TASK STATEMENT:
Nothing but an exact copy of the listing should appear in the response.

GIVEN RECORDS:
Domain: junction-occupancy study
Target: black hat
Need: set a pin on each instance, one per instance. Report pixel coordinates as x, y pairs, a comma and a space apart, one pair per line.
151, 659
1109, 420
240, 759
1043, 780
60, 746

ANSWER TO THIS TASK:
Domain: junction-occupancy study
Target: black hat
Need: set a pin on each instance, one per instance. Report pixel coordinates as x, y pairs, a comma and a space apart, one pair per line.
151, 659
1109, 420
240, 759
1043, 780
60, 746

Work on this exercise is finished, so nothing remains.